### TASK DETAILS
Locate every line in the rows below that contains the string "background" and copy each one. Treat the match as case-sensitive.

### INPUT
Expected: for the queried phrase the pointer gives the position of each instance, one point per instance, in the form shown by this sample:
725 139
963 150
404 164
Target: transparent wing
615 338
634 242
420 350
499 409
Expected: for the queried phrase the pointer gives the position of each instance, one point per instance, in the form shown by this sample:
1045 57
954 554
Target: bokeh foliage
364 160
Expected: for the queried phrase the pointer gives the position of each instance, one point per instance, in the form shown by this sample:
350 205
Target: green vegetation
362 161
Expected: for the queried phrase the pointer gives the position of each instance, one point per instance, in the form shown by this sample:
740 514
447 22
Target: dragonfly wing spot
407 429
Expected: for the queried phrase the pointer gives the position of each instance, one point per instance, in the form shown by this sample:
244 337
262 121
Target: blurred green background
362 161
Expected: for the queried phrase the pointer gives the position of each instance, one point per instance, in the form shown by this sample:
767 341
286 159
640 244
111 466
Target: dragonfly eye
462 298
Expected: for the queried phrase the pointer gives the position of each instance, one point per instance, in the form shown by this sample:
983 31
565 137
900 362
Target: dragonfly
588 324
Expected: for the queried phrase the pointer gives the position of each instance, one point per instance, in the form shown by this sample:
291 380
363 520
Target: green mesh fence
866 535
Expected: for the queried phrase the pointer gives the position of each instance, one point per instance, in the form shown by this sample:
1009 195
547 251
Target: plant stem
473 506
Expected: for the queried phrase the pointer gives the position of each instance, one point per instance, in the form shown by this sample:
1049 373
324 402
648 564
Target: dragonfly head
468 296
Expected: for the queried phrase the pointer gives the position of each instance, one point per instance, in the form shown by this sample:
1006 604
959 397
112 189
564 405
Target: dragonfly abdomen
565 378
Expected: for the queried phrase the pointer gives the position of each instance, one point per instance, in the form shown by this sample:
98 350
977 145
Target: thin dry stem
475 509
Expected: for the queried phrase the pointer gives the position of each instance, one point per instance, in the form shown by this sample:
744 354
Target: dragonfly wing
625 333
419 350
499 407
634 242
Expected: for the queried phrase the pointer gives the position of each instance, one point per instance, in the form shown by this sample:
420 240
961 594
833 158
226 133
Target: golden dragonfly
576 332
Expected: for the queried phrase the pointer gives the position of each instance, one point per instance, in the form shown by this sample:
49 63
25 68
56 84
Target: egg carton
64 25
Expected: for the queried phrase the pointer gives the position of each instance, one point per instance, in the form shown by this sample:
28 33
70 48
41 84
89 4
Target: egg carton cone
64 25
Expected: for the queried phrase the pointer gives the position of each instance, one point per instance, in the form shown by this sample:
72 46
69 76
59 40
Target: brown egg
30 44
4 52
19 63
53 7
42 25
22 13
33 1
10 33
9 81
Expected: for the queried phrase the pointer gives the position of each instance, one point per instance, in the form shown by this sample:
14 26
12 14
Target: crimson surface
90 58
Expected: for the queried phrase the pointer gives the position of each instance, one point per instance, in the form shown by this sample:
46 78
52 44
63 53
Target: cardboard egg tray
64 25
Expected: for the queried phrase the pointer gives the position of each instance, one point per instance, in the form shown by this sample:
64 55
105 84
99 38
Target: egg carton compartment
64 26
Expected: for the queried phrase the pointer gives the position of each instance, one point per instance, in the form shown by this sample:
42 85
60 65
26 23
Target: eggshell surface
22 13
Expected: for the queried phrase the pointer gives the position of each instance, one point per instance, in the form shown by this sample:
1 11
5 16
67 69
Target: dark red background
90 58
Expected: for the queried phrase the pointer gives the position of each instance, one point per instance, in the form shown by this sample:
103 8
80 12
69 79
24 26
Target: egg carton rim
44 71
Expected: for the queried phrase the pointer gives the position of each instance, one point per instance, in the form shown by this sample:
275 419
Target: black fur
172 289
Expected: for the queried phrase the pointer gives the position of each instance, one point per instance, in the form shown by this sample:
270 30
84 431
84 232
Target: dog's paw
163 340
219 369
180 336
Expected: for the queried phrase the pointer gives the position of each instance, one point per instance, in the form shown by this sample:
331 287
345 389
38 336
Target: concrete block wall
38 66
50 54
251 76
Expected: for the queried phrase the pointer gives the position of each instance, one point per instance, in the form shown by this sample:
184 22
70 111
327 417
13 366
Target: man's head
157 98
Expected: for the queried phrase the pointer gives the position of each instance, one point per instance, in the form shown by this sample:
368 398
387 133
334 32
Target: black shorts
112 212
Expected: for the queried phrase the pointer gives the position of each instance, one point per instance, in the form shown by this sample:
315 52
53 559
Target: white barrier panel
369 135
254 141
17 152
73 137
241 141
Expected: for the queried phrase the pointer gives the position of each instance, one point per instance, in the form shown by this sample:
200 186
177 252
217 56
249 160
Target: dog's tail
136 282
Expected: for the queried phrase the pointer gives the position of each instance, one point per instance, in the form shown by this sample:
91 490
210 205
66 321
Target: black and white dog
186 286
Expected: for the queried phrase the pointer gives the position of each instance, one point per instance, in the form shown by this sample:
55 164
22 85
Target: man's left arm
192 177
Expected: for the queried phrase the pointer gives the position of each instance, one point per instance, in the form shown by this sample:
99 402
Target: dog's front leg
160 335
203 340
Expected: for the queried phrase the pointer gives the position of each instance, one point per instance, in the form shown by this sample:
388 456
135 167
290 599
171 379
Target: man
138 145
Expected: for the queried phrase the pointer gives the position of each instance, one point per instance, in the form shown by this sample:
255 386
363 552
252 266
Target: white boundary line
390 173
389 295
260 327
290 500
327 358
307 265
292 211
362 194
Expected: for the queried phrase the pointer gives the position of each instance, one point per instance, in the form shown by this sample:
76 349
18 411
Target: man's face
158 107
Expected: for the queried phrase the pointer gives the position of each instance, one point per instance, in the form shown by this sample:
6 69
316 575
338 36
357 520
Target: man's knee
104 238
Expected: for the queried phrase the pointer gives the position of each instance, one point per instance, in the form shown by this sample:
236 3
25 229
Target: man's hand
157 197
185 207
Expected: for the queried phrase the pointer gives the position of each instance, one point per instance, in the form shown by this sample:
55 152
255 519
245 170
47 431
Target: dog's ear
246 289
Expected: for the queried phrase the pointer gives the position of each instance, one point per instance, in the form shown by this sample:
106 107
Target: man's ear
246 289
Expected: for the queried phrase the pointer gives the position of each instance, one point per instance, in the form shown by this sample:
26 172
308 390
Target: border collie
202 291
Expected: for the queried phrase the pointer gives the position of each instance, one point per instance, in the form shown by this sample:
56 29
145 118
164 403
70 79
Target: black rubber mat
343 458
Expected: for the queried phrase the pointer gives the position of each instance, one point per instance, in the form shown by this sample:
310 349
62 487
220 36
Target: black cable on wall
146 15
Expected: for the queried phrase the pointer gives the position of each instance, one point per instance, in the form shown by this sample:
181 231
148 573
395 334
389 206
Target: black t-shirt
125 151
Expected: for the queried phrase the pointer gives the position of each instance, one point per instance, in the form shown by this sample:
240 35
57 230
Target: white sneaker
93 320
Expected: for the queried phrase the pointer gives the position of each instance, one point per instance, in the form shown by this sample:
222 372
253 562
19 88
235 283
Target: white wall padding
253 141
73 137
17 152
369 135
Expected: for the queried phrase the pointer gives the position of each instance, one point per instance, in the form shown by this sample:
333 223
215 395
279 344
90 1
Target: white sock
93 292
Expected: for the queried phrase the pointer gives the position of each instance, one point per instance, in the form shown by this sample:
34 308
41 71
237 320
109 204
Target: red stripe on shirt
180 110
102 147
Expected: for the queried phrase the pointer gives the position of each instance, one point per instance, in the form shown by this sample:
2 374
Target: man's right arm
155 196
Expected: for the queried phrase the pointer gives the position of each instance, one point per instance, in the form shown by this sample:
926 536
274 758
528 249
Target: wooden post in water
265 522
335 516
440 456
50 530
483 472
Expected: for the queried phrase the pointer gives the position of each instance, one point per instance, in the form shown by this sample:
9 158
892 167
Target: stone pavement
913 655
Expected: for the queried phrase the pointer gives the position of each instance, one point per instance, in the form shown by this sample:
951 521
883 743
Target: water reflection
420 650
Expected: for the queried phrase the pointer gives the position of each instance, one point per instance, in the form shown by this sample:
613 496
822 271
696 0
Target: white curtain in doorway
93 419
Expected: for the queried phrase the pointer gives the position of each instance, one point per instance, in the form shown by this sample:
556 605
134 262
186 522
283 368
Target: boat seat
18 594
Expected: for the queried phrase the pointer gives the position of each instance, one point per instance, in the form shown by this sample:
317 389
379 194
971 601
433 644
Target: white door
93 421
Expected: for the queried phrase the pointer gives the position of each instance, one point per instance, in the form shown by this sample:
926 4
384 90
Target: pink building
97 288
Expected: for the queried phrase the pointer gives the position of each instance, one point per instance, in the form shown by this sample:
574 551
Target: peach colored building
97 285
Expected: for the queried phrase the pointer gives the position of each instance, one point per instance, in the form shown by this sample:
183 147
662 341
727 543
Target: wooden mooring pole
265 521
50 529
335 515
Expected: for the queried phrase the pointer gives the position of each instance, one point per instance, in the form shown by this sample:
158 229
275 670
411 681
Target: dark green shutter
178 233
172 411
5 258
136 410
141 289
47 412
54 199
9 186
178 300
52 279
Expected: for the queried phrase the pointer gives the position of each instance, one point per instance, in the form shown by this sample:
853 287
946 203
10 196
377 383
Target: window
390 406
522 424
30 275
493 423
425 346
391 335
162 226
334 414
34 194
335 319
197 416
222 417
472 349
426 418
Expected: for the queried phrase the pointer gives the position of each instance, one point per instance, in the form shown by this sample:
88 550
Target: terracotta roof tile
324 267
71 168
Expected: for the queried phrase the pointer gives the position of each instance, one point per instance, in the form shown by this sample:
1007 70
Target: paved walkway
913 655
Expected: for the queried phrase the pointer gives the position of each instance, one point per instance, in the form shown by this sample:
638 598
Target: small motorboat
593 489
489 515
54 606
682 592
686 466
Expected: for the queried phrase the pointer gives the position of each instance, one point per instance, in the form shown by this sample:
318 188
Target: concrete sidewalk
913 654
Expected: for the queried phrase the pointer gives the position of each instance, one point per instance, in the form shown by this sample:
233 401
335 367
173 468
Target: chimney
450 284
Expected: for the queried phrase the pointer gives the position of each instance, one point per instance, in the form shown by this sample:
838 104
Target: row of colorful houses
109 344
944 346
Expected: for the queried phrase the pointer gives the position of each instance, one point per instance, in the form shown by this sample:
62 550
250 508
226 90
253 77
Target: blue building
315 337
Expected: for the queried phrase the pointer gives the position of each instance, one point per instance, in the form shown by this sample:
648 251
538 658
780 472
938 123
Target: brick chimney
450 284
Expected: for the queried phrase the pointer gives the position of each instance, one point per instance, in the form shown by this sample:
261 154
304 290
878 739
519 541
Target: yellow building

### WRITTEN ANSWER
Target: blurred green background
Target: dark red background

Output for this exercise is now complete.